**TEXT UNDER STUDY**.
[Start of section]

How to better communicate with prison doctors and nurses
The healthcare ethical code requires not only not doing harm, but also focusing on what is best for the medical and mental health of the patient
Do you think the healthcare staff at your facility are from another planet? Do they misunderstand what you tell them and make no sense in what they ask of you? Here is a short primer on how to talk to doctors and nurses so they understand and listen to what you are saying.
Colliding world views
World view can have a major influence on communication and collaboration. While correctional officers rightly view each situation from a security, command and control perspective, healthcare professionals have a therapeutic viewpoint when considering the inmate population.
The healthcare ethical code requires not only not doing harm, but also focusing on what is best for the medical and mental health of the patient; in this case, inmate-patients. What can seem like requests and actions that "coddle" or favor a particular patient may, instead, be necessary for healing.
Nurses and physicians, by virtue of their profession, are not respecters of persons and have a professional obligation to seek the best possible health outcome for a patient under their care.
The challenge is to provide that best possible health outcome within the required security parameters. Security and medical staff must understand each other’s world views and language to negotiate a satisfying solution to meet both goals.
Another communication issue involves the best way to exchange information about a particular inmate issue. For example, an inmate in a housing area might need medical assistance.
If the medical unit is called, questions may be asked that seem unnecessary. The nurse may ask specific questions about what the inmate is doing, saying, or how they look.
You may want the nurse to arrive quickly and not want to stay on the phone answering difficult questions. You may not have the words to describe what you are seeing or why you think a nurse should see the inmate.
However, the more information the nurse has the more prepared he or she will be to manage the situation once on the unit.
The more practical and realistic your description of the situation, the better. Describe what you are seeing and what symptoms the inmate is reporting.

[End of section]

**ABOUT THIS TASK**.
Copy the primer on talking with prison healthcare staff from "The challenge is" to "need medical assistance.", inclusive, putting "viewpoints" in place of "world views". The entries have nothing to do with this.

**RECORDS SHOWN**.

[Start of section]

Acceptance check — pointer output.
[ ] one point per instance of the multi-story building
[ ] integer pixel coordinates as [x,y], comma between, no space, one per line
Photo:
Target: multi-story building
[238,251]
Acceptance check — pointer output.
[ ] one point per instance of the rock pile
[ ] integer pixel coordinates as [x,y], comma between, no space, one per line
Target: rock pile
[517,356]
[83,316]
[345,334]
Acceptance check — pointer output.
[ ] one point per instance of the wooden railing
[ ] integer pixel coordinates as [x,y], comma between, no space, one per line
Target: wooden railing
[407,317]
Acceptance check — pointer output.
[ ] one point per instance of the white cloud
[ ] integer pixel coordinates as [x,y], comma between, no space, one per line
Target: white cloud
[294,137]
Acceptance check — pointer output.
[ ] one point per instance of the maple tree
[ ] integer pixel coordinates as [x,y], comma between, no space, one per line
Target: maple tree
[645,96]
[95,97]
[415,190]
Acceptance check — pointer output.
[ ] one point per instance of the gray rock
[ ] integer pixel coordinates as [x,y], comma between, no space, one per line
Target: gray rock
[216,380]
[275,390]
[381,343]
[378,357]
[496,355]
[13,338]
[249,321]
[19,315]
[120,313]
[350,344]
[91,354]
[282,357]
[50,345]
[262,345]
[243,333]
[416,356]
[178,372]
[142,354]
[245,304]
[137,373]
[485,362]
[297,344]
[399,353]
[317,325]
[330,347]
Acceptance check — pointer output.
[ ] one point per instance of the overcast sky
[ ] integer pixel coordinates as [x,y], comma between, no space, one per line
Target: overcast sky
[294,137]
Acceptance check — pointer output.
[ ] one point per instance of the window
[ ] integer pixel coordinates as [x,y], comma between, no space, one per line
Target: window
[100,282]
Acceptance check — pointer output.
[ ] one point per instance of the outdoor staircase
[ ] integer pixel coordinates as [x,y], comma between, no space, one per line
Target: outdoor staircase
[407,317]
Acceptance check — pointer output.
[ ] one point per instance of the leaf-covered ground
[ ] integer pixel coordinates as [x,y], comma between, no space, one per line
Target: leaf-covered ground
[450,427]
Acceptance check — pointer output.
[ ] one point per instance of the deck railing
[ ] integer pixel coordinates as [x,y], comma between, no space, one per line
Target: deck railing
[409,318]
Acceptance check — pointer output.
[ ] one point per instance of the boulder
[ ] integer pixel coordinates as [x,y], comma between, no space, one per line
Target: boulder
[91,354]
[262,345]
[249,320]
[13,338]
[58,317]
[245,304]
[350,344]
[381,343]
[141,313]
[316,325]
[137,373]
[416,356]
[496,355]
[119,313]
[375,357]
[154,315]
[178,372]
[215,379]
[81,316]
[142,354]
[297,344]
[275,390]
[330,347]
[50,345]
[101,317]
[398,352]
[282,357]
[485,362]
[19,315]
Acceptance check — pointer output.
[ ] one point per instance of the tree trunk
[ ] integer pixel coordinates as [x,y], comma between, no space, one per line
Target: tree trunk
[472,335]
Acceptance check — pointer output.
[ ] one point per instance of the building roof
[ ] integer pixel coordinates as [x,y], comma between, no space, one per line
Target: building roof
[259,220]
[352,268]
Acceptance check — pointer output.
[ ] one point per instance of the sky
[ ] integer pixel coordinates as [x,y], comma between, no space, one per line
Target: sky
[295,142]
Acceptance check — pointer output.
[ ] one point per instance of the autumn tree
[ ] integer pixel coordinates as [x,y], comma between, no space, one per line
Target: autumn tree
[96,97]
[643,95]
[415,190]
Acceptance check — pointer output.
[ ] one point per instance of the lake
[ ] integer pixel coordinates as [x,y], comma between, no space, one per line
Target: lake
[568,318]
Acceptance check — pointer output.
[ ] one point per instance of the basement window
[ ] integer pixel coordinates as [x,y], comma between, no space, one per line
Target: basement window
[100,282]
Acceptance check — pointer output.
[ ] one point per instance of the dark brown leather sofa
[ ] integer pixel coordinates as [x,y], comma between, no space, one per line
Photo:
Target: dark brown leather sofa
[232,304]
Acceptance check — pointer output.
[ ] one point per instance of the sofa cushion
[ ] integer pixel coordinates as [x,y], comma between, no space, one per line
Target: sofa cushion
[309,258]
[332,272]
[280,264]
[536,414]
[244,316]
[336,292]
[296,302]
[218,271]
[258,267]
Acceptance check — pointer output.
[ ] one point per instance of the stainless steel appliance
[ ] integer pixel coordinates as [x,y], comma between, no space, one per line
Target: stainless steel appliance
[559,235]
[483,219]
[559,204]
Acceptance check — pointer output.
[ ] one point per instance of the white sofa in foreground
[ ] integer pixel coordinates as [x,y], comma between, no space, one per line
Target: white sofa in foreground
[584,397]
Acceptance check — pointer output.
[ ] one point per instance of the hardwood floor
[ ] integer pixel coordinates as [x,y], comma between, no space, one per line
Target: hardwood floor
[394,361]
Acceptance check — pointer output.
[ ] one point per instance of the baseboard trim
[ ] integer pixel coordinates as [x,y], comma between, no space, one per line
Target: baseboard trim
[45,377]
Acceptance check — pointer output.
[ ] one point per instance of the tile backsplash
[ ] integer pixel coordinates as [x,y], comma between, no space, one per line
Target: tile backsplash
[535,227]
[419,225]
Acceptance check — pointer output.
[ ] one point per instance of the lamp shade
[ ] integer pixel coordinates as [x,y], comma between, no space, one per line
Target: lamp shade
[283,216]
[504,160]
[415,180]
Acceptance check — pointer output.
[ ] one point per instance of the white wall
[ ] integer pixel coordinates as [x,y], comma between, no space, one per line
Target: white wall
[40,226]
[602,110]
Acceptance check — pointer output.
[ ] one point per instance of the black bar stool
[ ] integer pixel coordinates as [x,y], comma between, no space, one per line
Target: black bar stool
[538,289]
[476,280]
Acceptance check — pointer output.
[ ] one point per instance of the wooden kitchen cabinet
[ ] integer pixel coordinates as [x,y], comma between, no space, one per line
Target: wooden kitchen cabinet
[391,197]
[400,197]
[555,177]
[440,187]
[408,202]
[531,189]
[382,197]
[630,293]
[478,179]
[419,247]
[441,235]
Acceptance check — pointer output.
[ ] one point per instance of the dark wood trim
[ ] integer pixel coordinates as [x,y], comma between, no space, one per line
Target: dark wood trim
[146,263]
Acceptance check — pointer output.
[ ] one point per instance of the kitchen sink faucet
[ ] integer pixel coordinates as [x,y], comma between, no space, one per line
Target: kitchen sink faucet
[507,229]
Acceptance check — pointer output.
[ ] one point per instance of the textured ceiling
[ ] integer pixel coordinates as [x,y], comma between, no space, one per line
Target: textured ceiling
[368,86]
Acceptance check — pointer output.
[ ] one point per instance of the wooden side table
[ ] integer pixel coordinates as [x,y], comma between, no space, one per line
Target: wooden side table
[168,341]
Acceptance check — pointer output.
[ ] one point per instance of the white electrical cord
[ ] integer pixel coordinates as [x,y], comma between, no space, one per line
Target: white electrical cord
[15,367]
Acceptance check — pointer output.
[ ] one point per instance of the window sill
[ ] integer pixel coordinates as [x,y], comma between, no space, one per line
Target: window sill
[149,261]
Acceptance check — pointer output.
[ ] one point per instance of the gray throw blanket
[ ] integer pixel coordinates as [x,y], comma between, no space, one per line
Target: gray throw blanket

[End of section]

**OUTPUT BELOW**.
The challenge is to provide that best possible health outcome within the required security parameters. Security and medical staff must understand each other’s viewpoints and language to negotiate a satisfying solution to meet both goals.
Another communication issue involves the best way to exchange information about a particular inmate issue. For example, an inmate in a housing area might need medical assistance.